What you should do:
Reproduce every line in the listing that contains the word "blazer".

Extracted material:

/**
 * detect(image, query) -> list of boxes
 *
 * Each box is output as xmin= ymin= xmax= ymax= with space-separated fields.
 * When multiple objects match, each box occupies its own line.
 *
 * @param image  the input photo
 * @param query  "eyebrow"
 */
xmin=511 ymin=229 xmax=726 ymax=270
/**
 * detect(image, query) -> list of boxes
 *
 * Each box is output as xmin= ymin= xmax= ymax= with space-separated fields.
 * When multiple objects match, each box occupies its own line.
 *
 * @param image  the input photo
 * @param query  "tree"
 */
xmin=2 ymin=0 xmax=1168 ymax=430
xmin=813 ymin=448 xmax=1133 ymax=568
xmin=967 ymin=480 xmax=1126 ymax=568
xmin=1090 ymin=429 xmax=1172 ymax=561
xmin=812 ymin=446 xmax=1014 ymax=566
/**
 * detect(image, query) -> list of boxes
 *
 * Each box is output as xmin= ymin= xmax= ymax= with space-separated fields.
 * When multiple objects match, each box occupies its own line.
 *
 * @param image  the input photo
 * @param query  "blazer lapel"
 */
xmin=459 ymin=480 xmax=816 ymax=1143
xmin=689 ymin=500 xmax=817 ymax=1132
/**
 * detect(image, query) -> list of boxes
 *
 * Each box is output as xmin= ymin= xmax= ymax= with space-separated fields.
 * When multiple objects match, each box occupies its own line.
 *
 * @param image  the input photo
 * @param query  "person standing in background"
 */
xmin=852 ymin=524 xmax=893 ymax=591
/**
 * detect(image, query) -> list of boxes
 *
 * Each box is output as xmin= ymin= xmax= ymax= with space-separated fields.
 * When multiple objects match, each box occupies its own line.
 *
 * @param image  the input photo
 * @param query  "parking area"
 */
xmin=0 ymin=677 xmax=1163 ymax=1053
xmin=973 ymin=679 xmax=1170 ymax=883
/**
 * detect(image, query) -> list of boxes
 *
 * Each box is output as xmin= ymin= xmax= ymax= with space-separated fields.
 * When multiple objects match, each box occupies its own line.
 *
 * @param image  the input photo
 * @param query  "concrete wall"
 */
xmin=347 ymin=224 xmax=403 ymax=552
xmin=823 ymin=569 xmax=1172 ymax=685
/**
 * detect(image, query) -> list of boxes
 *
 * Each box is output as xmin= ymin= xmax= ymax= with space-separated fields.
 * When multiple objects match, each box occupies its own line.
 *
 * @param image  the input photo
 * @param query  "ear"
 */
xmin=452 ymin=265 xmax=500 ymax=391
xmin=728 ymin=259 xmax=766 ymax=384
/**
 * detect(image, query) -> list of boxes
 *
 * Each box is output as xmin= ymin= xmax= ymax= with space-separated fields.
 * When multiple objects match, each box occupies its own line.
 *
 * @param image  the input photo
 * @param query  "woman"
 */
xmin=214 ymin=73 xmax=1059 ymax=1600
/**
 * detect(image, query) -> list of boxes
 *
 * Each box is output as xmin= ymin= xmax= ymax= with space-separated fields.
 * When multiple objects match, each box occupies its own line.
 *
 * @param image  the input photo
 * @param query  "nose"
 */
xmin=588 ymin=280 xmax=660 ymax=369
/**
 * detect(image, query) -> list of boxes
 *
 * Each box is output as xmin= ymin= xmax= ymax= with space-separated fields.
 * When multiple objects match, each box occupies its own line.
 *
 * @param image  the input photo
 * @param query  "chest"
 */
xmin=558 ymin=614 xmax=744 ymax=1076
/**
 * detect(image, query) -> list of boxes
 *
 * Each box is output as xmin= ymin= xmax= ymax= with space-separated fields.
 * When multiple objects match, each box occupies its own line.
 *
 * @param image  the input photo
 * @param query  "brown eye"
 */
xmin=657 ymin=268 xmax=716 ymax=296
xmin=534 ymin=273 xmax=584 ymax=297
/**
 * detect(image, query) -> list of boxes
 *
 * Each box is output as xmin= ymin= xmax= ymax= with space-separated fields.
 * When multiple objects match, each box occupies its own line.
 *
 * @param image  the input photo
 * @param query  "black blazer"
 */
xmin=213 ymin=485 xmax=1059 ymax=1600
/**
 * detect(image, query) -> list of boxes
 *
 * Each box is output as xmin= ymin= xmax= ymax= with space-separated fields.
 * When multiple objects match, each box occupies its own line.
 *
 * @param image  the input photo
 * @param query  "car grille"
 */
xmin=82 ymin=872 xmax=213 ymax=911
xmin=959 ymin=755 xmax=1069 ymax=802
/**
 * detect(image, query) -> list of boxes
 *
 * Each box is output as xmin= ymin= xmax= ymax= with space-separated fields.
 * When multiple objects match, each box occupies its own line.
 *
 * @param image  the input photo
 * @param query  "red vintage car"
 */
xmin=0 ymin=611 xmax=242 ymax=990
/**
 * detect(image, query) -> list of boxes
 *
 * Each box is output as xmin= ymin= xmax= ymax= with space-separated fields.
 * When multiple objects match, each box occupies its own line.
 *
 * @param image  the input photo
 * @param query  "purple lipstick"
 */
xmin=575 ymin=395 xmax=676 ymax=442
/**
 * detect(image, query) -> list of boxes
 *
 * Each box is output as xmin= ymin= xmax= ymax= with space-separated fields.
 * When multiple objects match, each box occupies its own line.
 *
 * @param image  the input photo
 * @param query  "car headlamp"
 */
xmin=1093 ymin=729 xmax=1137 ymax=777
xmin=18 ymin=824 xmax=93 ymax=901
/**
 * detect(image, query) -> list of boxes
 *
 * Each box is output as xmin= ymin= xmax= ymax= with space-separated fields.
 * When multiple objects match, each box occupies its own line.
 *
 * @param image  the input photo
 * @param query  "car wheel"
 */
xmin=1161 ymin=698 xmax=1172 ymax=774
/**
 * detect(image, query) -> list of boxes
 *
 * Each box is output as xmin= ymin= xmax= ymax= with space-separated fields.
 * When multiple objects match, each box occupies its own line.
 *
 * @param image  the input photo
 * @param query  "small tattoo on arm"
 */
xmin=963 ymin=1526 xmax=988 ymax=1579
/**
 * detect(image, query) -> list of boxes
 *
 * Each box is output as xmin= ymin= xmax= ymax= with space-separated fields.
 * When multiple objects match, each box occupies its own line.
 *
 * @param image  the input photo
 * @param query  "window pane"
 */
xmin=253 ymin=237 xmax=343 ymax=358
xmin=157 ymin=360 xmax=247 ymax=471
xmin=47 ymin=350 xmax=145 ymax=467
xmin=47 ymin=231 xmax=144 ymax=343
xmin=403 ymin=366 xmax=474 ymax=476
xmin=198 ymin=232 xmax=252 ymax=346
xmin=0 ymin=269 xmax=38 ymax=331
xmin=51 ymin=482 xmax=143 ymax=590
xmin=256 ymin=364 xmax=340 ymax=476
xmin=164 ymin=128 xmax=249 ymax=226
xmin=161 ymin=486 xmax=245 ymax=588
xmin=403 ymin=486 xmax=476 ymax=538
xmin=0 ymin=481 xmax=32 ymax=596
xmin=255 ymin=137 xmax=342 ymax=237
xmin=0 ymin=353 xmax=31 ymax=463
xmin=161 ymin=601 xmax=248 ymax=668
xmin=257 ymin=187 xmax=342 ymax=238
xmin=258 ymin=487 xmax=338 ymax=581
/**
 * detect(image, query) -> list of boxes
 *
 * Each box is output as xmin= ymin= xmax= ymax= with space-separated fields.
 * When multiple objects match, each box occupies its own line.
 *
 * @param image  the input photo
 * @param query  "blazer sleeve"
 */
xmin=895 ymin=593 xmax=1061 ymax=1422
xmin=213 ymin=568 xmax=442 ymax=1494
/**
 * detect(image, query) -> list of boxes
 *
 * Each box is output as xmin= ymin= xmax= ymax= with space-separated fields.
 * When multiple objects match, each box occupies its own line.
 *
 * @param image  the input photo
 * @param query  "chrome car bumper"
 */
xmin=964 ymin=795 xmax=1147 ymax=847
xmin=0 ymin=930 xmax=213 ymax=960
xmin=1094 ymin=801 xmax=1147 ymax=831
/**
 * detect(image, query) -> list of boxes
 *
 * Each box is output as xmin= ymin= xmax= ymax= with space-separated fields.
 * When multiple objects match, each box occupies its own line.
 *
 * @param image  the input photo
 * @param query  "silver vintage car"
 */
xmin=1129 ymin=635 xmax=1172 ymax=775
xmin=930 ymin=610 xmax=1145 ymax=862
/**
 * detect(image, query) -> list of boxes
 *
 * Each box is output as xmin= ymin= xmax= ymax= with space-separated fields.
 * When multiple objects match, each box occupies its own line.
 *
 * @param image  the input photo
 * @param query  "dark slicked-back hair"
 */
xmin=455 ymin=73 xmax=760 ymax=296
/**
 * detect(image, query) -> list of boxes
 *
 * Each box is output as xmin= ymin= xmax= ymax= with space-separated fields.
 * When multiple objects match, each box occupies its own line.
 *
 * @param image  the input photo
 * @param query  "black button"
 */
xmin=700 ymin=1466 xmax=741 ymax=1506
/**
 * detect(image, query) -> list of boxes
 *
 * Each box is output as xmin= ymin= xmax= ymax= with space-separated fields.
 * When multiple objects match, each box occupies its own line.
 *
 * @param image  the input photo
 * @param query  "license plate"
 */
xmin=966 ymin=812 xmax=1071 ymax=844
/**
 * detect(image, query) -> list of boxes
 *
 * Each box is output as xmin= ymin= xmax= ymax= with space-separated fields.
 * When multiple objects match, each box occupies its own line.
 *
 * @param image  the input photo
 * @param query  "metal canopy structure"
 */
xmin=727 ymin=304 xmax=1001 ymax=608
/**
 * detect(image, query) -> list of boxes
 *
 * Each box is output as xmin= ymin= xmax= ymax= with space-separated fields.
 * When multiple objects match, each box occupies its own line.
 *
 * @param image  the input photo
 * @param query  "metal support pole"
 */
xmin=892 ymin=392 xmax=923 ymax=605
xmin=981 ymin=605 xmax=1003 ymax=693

Result of this exercise:
 * @param query  "blazer lapel"
 * @param query  "black blazer"
 * @param query  "blazer sleeve"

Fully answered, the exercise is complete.